** START EXCERPTED RECORDS **

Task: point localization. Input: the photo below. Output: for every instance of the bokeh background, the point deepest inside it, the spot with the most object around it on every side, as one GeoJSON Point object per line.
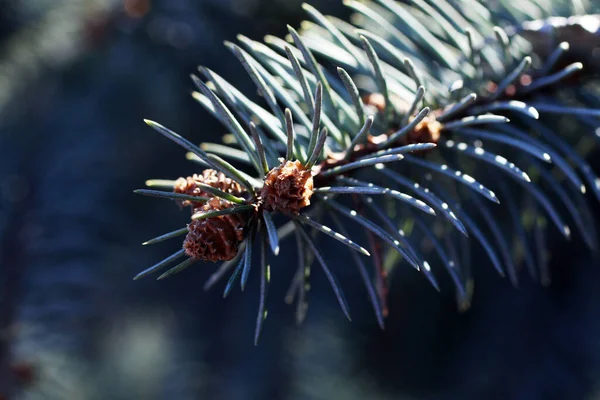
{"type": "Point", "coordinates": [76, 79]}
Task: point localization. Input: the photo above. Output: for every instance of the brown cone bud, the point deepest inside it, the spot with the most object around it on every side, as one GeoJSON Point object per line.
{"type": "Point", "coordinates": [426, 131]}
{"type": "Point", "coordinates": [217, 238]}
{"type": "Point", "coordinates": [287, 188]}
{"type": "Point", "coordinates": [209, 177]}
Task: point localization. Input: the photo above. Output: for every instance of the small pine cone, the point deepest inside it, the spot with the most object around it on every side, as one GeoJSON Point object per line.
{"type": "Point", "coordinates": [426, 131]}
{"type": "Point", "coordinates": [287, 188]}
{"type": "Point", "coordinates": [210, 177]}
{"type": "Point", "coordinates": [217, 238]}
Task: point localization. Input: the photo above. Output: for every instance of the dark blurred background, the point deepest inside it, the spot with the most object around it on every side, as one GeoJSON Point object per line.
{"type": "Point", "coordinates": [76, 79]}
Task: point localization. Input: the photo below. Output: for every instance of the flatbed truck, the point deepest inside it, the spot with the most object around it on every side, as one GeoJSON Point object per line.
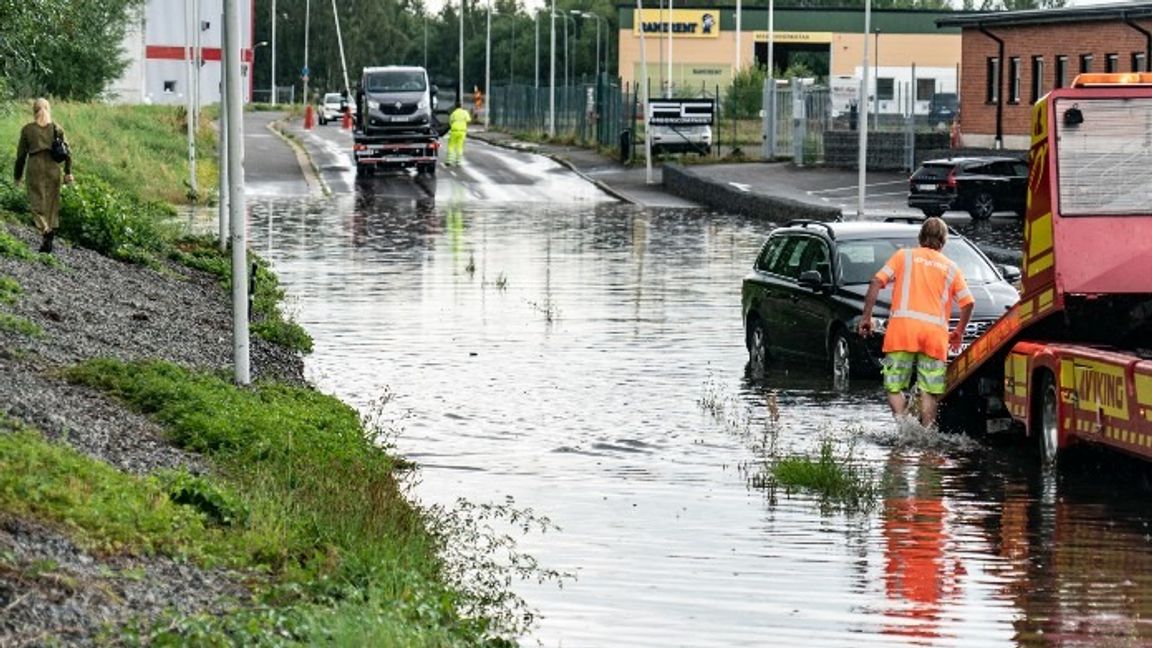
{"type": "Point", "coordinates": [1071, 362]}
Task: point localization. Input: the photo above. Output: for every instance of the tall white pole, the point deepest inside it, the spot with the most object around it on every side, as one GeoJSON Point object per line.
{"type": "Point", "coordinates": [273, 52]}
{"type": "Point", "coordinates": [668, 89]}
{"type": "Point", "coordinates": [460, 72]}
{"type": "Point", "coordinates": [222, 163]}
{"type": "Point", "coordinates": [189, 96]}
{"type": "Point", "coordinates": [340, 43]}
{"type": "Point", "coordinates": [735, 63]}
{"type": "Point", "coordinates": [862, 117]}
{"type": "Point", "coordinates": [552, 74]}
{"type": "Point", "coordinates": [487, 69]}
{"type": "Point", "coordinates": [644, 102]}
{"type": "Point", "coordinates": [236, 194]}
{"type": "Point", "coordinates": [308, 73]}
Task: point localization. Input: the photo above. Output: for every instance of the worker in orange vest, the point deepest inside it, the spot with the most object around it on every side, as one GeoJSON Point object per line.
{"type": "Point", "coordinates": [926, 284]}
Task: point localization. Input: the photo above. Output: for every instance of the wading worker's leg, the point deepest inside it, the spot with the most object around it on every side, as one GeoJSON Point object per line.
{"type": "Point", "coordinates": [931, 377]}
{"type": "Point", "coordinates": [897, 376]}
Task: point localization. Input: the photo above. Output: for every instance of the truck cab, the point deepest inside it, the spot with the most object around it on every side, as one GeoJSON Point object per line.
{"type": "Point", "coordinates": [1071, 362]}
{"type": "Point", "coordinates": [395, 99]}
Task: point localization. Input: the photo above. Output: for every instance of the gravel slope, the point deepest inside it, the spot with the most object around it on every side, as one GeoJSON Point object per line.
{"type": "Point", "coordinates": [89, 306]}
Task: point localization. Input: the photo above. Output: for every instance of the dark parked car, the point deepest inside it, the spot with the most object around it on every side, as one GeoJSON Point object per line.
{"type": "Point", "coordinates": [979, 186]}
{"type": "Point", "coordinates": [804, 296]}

** END EXCERPTED RECORDS **

• [SHORT TASK]:
Take the line with "of the truck" and all lines after it through the end of the records, and write them out exactly; include nothing else.

• [PROBLEM SOLUTION]:
Task: point localization. Input: the photo above. Output: for every instance of the truck cab, the point deepest inside it, the spot with the most object around it on every side, as one GeoJSON Point object per line.
{"type": "Point", "coordinates": [1071, 362]}
{"type": "Point", "coordinates": [395, 99]}
Task: point localization. Input: the photo above. Output: for every instance of the gravel slope, the point deepest inside it, the spot with the most object around it on every side, as one GeoJSON Point object per line.
{"type": "Point", "coordinates": [89, 306]}
Task: point localization. Input: the photo above. Output: for every instance of the dark parked car, the point deepest inside it, the spot with the most object around it on every side, as one GeoJSON Point object per line.
{"type": "Point", "coordinates": [979, 186]}
{"type": "Point", "coordinates": [804, 296]}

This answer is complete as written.